Мицкевич в стихах Лермонтова - Вадим Вацуро
Шрифт:
Интервал:
Закладка:
Итак, в конце 1820-х годов возникают по крайней мере две литературные интерпретации личности и поэзии Мицкевича. Число их затем станет увеличиваться, — достаточно напомнить знаменитый набросок Пушкина «Он между нами жил…» с двумя контрастно сопоставленными концепциями: «мирного гостя», вдохновенного свыше (характерно, что тема «изгнания», намеченная в ранних черновых набросках[4], устраняется из поздней редакции, — Пушкину нужна иная трактовка личности), и «злобного поэта». Но такая концепция могла возникнуть только позднее — уже после того, как между Мицкевичем и его «русскими друзьями» пролег рубеж 1830–1831 годов.
В это время четырнадцати-пятнадцатилетний Лермонтов учится в Московском университетском благородном пансионе и впервые сталкивается с московской литературной средой. В его стихах 1828–1829 годов слышатся отзвуки литературных проблем, занимавших любомудров, и — что для нас еще важнее — замечаются следы знакомства с литературным бытом столицы. Нам предстоит присмотреться именно к этим его стихам, и прежде всего к «Романсу» («Коварной жизнью недовольный», 1829), в котором Б. М. Эйхенбаум еще в 1936 году совершенно справедливо заподозрил отклик на реальные события, имевшие место в кружке любомудров.
───
## ЗАДАНИЯ:
**1)** Перескажите в виде краткого списка абзац отрывка о Мицкевиче и Лермонтове, начинающийся словами «В это время четырнадцати-пятнадцатилетний Лермонтов», и сохраните его главные факты.
**2)** Переведите на английский язык предложение из отрывка о Мицкевиче и Лермонтове: «Но такая концепция могла возникнуть только позднее — уже после того, как между Мицкевичем и его «русскими друзьями» пролег рубеж 1830–1831 годов».
**3)** Допишите отрывок о Мицкевиче и Лермонтове, продолжив его с того места, где он обрывается.
Записи здесь никак не используются.

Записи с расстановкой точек
───
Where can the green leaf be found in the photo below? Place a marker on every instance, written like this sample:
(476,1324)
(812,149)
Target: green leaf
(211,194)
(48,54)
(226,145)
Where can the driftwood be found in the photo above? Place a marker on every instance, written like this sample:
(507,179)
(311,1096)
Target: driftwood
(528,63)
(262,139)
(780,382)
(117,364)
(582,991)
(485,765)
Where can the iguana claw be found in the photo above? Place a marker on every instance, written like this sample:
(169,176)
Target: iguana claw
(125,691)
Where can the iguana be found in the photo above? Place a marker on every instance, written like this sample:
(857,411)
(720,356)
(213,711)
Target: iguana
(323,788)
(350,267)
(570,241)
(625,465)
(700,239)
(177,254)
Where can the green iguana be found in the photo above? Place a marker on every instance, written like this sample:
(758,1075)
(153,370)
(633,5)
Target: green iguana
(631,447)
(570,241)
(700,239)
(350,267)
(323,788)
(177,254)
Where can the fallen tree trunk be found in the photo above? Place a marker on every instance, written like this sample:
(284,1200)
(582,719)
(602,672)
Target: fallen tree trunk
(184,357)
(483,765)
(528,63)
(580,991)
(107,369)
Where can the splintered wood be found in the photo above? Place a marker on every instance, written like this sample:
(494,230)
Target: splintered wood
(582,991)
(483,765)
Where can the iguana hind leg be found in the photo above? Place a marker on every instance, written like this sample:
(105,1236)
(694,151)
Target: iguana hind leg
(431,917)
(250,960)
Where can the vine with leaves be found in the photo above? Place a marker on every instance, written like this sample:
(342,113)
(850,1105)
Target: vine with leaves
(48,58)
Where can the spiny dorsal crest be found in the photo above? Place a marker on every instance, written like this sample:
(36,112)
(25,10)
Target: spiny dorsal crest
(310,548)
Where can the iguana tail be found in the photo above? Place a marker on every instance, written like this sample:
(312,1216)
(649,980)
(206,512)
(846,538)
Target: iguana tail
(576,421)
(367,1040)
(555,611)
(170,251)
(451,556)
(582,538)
───
## ОТВЕТЫ ПО ЗАДАНИЯМ:
**1)**
- В это время Лермонтову четырнадцать-пятнадцать лет. Он учится в Московском университетском благородном пансионе и впервые сталкивается с московской литературной средой.
- В его стихах 1828–1829 годов слышны отзвуки литературных проблем, которые занимали любомудров, и заметны следы знакомства с литературным бытом столицы.
- Эти стихи предстоит рассмотреть, прежде всего «Романс» («Коварной жизнью недовольный», 1829).
- Б. М. Эйхенбаум ещё в 1936 году справедливо заподозрил в «Романсе» отклик на реальные события в кружке любомудров.

**2)** But such a conception could only have arisen later, after the watershed of 1830–1831 had come between Mickiewicz and his "Russian friends."

**3)**
2
Среди стихов раннего Лермонтова, чаще всего интимно-лирических и имеющих литературное происхождение, «Романс» («Коварной жизнью недовольный…») выделяется конкретностью реалий. В нем идет речь об «изгнаннике самовольном», покидающем Москву для «Италии златой» и прощающемся с друзьями, мирными досугами за бокалом вина, «московскими девами» и в особенности с одной из них, к которой он обращает прощальную речь, уверяя ее в своей вечной привязанности. Отъезд героя, добровольный внешне, вынужден внутренними причинами: его преследует «коварная жизнь» с ее «низкой клеветой». В стихотворении, таким образом, сплелись какие-то реальные факты с характерно элегическими мотивами или, скорее, первые были обобщены и расширены до последних.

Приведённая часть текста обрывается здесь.